Collection entries
***

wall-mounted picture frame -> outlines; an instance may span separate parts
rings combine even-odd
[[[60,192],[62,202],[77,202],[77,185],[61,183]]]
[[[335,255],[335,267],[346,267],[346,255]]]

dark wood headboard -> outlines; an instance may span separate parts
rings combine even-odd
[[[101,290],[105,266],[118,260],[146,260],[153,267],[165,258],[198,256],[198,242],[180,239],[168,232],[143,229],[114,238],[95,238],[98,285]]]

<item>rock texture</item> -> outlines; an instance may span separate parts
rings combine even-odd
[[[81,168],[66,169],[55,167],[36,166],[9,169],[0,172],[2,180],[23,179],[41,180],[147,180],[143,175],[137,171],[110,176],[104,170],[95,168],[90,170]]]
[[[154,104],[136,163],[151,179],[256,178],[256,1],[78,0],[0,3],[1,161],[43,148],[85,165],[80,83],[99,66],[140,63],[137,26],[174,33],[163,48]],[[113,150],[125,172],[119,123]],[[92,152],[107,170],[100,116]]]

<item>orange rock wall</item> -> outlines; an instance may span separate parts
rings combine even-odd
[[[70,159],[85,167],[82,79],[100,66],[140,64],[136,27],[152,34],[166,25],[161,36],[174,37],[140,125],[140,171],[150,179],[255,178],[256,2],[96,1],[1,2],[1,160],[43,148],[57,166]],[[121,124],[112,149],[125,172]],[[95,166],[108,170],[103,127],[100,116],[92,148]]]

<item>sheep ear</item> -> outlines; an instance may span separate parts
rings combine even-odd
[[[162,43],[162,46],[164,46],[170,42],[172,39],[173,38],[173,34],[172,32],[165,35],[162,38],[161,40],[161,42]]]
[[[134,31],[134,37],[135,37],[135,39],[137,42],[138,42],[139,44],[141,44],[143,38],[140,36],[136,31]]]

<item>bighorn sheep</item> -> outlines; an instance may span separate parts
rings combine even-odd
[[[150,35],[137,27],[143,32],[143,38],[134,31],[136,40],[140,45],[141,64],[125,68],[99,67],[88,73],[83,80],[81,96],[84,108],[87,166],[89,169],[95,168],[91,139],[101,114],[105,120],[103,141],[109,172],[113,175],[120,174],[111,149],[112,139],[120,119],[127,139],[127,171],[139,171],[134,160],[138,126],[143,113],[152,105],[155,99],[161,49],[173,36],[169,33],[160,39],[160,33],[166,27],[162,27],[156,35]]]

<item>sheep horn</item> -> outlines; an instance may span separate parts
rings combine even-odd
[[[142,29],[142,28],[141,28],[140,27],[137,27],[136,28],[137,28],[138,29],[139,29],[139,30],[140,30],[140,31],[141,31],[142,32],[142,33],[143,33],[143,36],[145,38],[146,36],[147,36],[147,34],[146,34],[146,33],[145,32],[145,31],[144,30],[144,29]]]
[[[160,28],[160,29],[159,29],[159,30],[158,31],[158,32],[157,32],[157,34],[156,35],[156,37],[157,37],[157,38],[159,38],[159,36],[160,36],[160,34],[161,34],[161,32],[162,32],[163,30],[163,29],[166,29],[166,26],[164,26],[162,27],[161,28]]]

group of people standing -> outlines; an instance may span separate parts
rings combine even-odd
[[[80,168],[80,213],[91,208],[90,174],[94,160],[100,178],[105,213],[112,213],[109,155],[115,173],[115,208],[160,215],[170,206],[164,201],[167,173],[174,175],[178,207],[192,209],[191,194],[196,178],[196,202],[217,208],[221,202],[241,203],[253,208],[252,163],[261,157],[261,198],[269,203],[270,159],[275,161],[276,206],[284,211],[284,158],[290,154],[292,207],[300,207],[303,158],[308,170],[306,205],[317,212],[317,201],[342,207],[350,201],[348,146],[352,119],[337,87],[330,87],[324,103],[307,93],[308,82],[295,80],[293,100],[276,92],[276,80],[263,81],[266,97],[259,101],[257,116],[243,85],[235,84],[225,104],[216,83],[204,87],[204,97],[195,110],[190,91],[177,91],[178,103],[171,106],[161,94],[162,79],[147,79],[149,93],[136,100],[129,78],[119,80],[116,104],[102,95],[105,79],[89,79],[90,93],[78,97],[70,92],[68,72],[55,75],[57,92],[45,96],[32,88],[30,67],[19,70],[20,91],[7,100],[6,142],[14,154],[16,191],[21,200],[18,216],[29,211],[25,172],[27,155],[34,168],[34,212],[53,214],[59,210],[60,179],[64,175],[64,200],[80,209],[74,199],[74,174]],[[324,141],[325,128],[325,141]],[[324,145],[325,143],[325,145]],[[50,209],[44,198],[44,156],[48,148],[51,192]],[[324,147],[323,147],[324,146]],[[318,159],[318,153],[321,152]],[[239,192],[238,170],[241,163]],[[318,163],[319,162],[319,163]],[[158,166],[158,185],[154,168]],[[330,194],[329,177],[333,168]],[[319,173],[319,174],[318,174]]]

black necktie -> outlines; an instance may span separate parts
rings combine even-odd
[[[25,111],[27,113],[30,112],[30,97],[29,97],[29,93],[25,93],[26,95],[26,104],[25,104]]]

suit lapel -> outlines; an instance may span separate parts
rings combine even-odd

***

* Exercise: Please rewrite all the records above, changing every occurrence of "outlines" to "polygons" and leaving everything else unchanged.

* Response:
wall-mounted picture frame -> polygons; an instance may span separate parts
rings combine even-odd
[[[60,192],[62,202],[77,202],[77,185],[61,183]]]
[[[335,255],[335,267],[346,267],[346,255]]]

dark wood headboard -> polygons; an instance may span separate parts
rings combine even-odd
[[[101,290],[105,266],[118,260],[146,260],[153,267],[165,258],[198,256],[198,242],[180,239],[168,232],[143,229],[114,238],[95,238],[98,285]]]

<item>rock texture</item> -> polygons; an instance may span separate parts
rings combine even-odd
[[[81,168],[66,169],[55,167],[36,166],[9,169],[0,172],[2,180],[23,179],[41,180],[147,180],[143,175],[137,171],[110,176],[104,170],[95,168],[90,170]]]
[[[154,104],[136,163],[151,179],[256,178],[256,1],[78,0],[0,3],[1,161],[43,148],[85,165],[80,83],[99,66],[140,63],[137,26],[174,33],[163,48]],[[113,150],[125,172],[119,123]],[[92,152],[107,170],[100,116]]]

<item>orange rock wall</item> -> polygons; an instance may span separate parts
rings combine even-odd
[[[70,159],[85,167],[82,79],[100,66],[140,64],[136,27],[152,34],[166,25],[161,36],[174,37],[140,125],[140,171],[150,179],[255,178],[256,2],[96,1],[1,2],[1,160],[43,148],[57,166]],[[121,124],[112,149],[125,172]],[[95,166],[108,170],[103,127],[100,116],[92,148]]]

<item>sheep ear</item> -> polygons; an instance may span separate parts
rings combine even-odd
[[[162,43],[162,46],[164,46],[170,42],[172,39],[173,38],[173,34],[172,32],[165,35],[162,38],[161,40],[161,42]]]
[[[134,31],[134,37],[135,37],[135,39],[137,42],[138,42],[139,44],[141,44],[143,38],[140,36],[136,31]]]

<item>bighorn sheep</item> -> polygons; an instance may span separate parts
rings combine even-odd
[[[150,35],[137,27],[143,32],[143,38],[134,31],[136,40],[140,45],[141,64],[125,68],[99,67],[88,73],[83,80],[81,96],[84,108],[87,166],[89,169],[95,168],[91,139],[101,114],[105,120],[103,141],[109,172],[113,175],[120,174],[111,149],[112,139],[120,119],[127,139],[127,171],[139,171],[134,160],[138,126],[143,113],[152,105],[155,99],[161,49],[173,36],[169,33],[160,39],[160,33],[166,27],[162,27],[156,35]]]

<item>sheep horn</item> -> polygons; an instance may span separate parts
rings combine even-odd
[[[142,29],[142,28],[141,28],[140,27],[137,27],[136,28],[137,28],[138,29],[139,29],[139,30],[140,30],[140,31],[141,31],[142,32],[142,33],[143,33],[143,36],[145,38],[146,36],[147,36],[147,34],[146,34],[146,33],[145,32],[145,31],[144,30],[144,29]]]
[[[160,28],[160,29],[159,29],[159,30],[158,31],[158,32],[157,32],[157,34],[156,35],[156,37],[157,37],[157,38],[159,38],[159,36],[160,36],[160,34],[161,34],[161,32],[162,32],[163,30],[163,29],[166,29],[166,26],[164,26],[162,27],[161,28]]]

group of people standing -> polygons; an instance may span separate parts
rings combine even-odd
[[[80,168],[80,213],[91,208],[90,174],[94,160],[100,178],[105,213],[112,213],[109,155],[115,173],[115,208],[160,215],[170,206],[164,201],[167,173],[174,175],[178,207],[192,209],[191,194],[196,178],[196,202],[217,208],[221,202],[241,203],[253,208],[252,163],[261,157],[261,198],[269,203],[270,159],[275,161],[276,206],[284,211],[284,158],[290,154],[292,207],[300,207],[303,158],[308,170],[306,205],[317,212],[317,201],[342,207],[350,201],[348,146],[352,119],[337,87],[330,87],[324,103],[307,93],[308,82],[295,80],[293,100],[276,92],[276,80],[263,81],[266,97],[259,101],[257,116],[243,85],[235,84],[225,104],[216,83],[204,87],[204,97],[195,110],[190,91],[177,91],[178,103],[171,106],[161,94],[162,79],[147,79],[149,93],[136,100],[129,78],[119,80],[116,104],[102,95],[105,79],[89,79],[90,93],[78,97],[70,92],[68,72],[55,75],[57,92],[45,96],[32,88],[30,67],[19,70],[20,91],[7,100],[6,142],[14,154],[16,191],[21,200],[18,216],[29,211],[25,172],[27,155],[34,168],[34,212],[53,214],[59,210],[60,179],[64,175],[64,200],[80,209],[74,199],[74,174]],[[324,141],[325,128],[325,141]],[[324,145],[325,143],[325,145]],[[50,209],[44,198],[44,156],[48,148],[51,192]],[[324,147],[323,147],[324,146]],[[318,159],[318,153],[321,152]],[[239,192],[238,170],[241,163]],[[318,163],[319,162],[319,163]],[[158,166],[158,185],[154,168]],[[330,194],[329,177],[333,168]],[[319,173],[319,174],[318,174]]]

black necktie -> polygons; an instance may span separate parts
rings combine even-odd
[[[25,111],[27,113],[30,112],[30,97],[29,97],[29,93],[25,93],[26,95],[26,104],[25,104]]]

suit lapel -> polygons; an instance may span separate parts
rings combine even-odd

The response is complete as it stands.